PROBLEM STATEMENT ▸
Output the material exactly, but drop every image it holds.
>>
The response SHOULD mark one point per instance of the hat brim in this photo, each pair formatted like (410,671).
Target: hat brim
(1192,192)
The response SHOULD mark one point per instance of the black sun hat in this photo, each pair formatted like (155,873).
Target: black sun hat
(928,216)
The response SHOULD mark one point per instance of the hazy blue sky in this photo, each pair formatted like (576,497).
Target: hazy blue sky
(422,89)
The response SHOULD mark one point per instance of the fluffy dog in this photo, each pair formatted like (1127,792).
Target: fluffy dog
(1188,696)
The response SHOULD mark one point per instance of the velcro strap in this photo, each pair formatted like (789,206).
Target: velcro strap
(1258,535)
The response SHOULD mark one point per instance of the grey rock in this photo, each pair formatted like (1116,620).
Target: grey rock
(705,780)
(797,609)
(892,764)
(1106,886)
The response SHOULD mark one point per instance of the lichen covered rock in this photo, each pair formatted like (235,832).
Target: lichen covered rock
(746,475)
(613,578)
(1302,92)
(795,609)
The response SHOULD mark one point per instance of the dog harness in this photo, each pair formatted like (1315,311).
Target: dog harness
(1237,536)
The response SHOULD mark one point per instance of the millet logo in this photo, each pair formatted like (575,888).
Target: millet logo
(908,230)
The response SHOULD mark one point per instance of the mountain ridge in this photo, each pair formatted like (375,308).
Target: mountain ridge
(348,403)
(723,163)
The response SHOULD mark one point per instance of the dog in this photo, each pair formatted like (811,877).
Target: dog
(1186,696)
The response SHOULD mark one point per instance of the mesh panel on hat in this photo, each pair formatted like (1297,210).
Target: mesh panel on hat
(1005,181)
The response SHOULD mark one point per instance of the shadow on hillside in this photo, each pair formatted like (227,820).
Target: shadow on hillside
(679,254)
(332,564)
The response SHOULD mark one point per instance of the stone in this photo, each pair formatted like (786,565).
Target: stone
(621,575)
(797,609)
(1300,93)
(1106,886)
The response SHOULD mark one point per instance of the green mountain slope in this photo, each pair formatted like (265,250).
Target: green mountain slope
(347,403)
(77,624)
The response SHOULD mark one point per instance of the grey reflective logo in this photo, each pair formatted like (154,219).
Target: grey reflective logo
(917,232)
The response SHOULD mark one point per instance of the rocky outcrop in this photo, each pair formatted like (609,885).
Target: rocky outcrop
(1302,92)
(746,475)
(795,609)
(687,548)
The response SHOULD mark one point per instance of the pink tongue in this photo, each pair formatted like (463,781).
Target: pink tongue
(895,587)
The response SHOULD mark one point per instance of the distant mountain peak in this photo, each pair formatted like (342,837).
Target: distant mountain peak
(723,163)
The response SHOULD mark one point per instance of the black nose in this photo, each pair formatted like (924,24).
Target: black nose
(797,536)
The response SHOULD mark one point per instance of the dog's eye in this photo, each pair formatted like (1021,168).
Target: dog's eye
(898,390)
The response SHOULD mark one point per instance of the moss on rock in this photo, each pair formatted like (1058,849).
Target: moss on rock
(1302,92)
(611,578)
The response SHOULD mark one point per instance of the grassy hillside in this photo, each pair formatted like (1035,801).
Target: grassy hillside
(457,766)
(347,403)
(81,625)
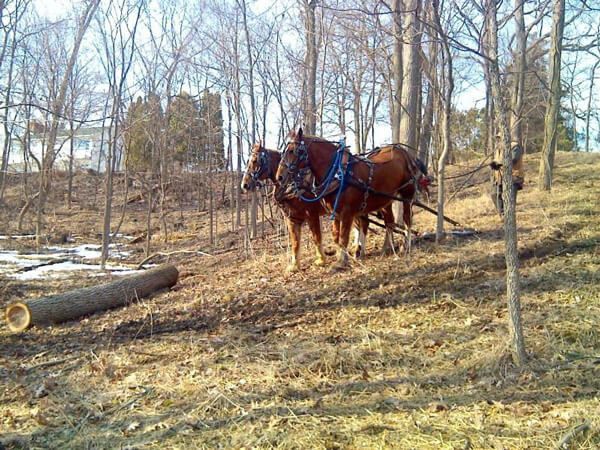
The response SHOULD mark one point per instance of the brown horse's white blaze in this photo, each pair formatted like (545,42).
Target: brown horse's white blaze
(261,167)
(392,171)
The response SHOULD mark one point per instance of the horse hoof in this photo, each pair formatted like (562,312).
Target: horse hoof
(338,268)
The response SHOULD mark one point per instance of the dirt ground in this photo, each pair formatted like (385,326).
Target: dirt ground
(405,351)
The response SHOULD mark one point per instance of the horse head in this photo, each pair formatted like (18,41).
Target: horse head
(259,168)
(294,158)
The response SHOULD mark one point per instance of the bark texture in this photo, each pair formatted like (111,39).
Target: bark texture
(513,289)
(552,109)
(69,305)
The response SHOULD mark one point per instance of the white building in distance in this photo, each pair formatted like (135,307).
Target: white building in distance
(89,149)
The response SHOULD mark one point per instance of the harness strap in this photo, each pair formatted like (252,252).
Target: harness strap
(363,205)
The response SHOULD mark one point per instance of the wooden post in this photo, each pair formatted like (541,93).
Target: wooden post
(69,305)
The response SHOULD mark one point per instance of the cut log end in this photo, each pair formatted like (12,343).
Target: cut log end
(18,317)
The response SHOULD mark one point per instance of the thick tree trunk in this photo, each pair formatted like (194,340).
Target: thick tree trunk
(61,307)
(411,84)
(513,289)
(552,109)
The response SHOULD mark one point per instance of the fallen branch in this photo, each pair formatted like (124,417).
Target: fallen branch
(44,264)
(563,443)
(148,258)
(69,305)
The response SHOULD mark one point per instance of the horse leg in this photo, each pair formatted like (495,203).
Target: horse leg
(314,223)
(388,219)
(407,216)
(295,230)
(344,236)
(335,230)
(361,228)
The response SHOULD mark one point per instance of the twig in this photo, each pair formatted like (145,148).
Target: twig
(147,390)
(50,363)
(148,258)
(563,444)
(47,263)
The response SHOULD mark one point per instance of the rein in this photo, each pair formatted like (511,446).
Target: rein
(335,168)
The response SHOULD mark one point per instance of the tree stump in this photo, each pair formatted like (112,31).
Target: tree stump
(69,305)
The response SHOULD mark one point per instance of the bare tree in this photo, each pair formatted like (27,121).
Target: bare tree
(513,290)
(553,106)
(446,101)
(310,67)
(118,36)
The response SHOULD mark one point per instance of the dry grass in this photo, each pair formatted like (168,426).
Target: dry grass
(405,352)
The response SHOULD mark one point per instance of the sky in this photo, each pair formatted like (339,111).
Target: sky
(467,93)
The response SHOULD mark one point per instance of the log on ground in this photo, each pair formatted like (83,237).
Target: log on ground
(69,305)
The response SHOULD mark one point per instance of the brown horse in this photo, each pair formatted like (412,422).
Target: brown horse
(261,167)
(351,186)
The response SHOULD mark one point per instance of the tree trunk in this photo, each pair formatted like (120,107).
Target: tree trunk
(516,122)
(310,112)
(589,107)
(447,89)
(61,307)
(513,290)
(396,102)
(411,84)
(57,109)
(553,106)
(254,204)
<<
RESPONSE TO THIS TASK ▸
The response SHOULD mark one point per instance of the hat brim in this photo, each pair formatted like (410,671).
Target: hat brim
(1192,192)
The response SHOULD mark one point per instance of the black sun hat in this photo, each pair formatted like (155,873).
Target: black sun hat
(928,216)
The response SHOULD mark one point per instance of the hazy blue sky in this photo, each pair formatted like (576,497).
Target: hazy blue sky
(422,89)
The response SHOULD mark one point per instance of the fluffy dog in this photo, each pair formatted like (1127,792).
Target: fluffy dog
(1188,696)
The response SHOULD mark one point per instance of the velcro strap in this photo, each pair formatted like (789,206).
Target: velcro strap
(1258,535)
The response SHOULD mark one point per instance of the grey rock in this photo, each pair formatted like (1116,620).
Target: grey rock
(705,780)
(797,609)
(892,764)
(1106,886)
The response SHOULD mark one point per instance of the lichen covered rock in this photo, each pair formatted like (235,832).
Target: lichen covered rock
(746,475)
(613,578)
(1302,92)
(795,609)
The response SHOULD mark one point per instance of the dog harness in this photo, each pair formatted like (1315,311).
Target: dog harness
(1237,536)
The response SHOULD mark one point per instance of the millet logo in this photo, each pair formatted like (575,888).
Target: millet logo
(908,230)
The response SHOULD mark one point per instance of the mountain ridge in this photo, each pair formatted like (375,308).
Target: mountain ridge
(348,403)
(723,163)
The response SHOULD mark one point per instance of the dog in this photo, each pair formatted like (811,877).
Target: dog
(1186,696)
The response SHOULD mark one point per instance of the mesh panel on hat in this photo, each pair formatted like (1297,210).
Target: mesh panel on hat
(1005,181)
The response SHOULD mark one point per instance of the shadow on hillside in this photo, each pair formatted like (227,820).
Target: shadow on hillside
(679,254)
(332,564)
The response SHOULD mark one point per instance of the stone in this photo, each pair formatted like (786,565).
Target: stone
(621,575)
(797,609)
(1300,93)
(1106,886)
The response SHOULD mark one point per instance of the green mountain slope in this photo, each pair formatted like (265,250).
Target: green mountain slope
(347,403)
(77,624)
The response SHOULD mark one point per instance of the grey reflective logo in this photo, each pair formatted like (154,219).
Target: grey reflective logo
(917,232)
The response SHOULD mark one point per instance of the rocky outcrop in this photo, each pair formatted like (609,885).
Target: rocky outcrop
(1302,92)
(746,475)
(795,609)
(687,548)
The response SHOULD mark one point per instance of the pink tongue in this photo, each pair formatted like (463,781).
Target: pink tongue
(895,587)
The response SHOULD mark one point per instance of the distant mountain peak in this photo, each pair formatted like (342,837).
Target: distant mountain peak
(723,163)
The response SHOULD mark one point per instance of the black nose in this photo, each pair formatted like (924,24).
Target: black nose
(797,536)
The response SHOULD mark one point per instance of the dog's eye in this photo, each pair formatted like (1021,168).
Target: dog's eye
(898,390)
The response SHOULD mark one point per instance of the moss on rock in this photo, each pair formatted like (1058,849).
Target: moss on rock
(1302,92)
(611,578)
The response SHOULD mark one point per instance of the grassy hillside in this photo, each pair formatted like (1035,801).
Target: grassy hillside
(457,766)
(347,403)
(81,625)
The response SHOULD mark one point per instance of the brown horse's white blaze in this photo, each pair formatted like (545,42).
Target: brown horse's white blaze
(261,167)
(392,171)
The response SHOULD mark one point per instance of the horse hoof in this photo, each pair formatted like (562,312).
Target: horse hoof
(338,268)
The response SHOULD mark one point per instance of the dirt ground in this photo, each pair formatted like (385,326).
Target: dirt ground
(405,351)
The response SHOULD mark one point per instance of the horse head in this photo, each pair formatted like (18,41).
Target: horse head
(259,168)
(294,158)
The response SHOULD mark one point per instance of the bark texture in this photo, each pair formatted like (111,39).
Target: bark texture
(513,289)
(552,109)
(69,305)
The response SHOULD mark one point per instance of the white building in distance in this photo, each pair formatted like (135,307).
Target: white building in distance
(89,149)
The response SHOULD mark one point per instance of the harness strap in this photo, each pair formatted like (252,252).
Target: harness strap
(363,205)
The response SHOULD mark one point per instance of the wooden post in this photo, each pair formatted like (541,93).
Target: wooden post
(69,305)
The response SHOULD mark one point per instance of the cut log end in this photo, each pair formatted like (12,343).
Target: cut log end
(18,317)
The response SHOULD mark one point per instance of the thick tree trunk in this photo, each pair formatted like (194,340).
Target: thick tree trunk
(61,307)
(411,84)
(513,289)
(552,109)
The response SHOULD mark one point per instance of the fallen branch in this photo, each pair formatted like (124,417).
Target: fallen branch
(44,264)
(563,443)
(148,258)
(69,305)
The response SHOULD mark one point per instance of the horse leg in this photo, each pair formatted like (495,203).
Target: horse leg
(314,223)
(388,219)
(407,216)
(295,230)
(344,236)
(335,230)
(361,228)
The response SHOULD mark one point per instance of the twig in this photo, each pair formatted like (145,148).
Target: twig
(147,390)
(50,363)
(148,258)
(563,444)
(47,263)
The response SHOULD mark one point per instance of the rein in this photo, each pair formatted like (511,446).
Target: rein
(335,168)
The response SHOULD mark one point per instance of the tree stump in this photo, each pair formatted like (112,31).
Target: tree stump
(69,305)
The response SHOULD mark one point per instance of the bare tree in this photo, each pair formatted like (27,121).
Target: bare tree
(513,290)
(553,106)
(446,101)
(310,67)
(118,36)
The response SHOULD mark one point per instance of the dry grass in this photo, each pair formatted like (168,426).
Target: dry grass
(405,352)
The response SHOULD mark one point per instance of the sky in this photo, each pair formatted like (339,111).
Target: sky
(467,93)
The response SHOULD mark one point per instance of the log on ground in this photo, each pair formatted like (83,237).
Target: log on ground
(69,305)
The response SHOULD mark one point per instance of the brown horse in this photo, each pair formatted like (412,422).
Target: brown horse
(261,167)
(351,186)
The response SHOULD mark one point per instance of the tree trunk in this photo, each pair formatted like (120,107).
Target: tree trunk
(516,122)
(310,112)
(589,107)
(447,89)
(61,307)
(513,290)
(396,102)
(411,84)
(57,109)
(553,106)
(254,204)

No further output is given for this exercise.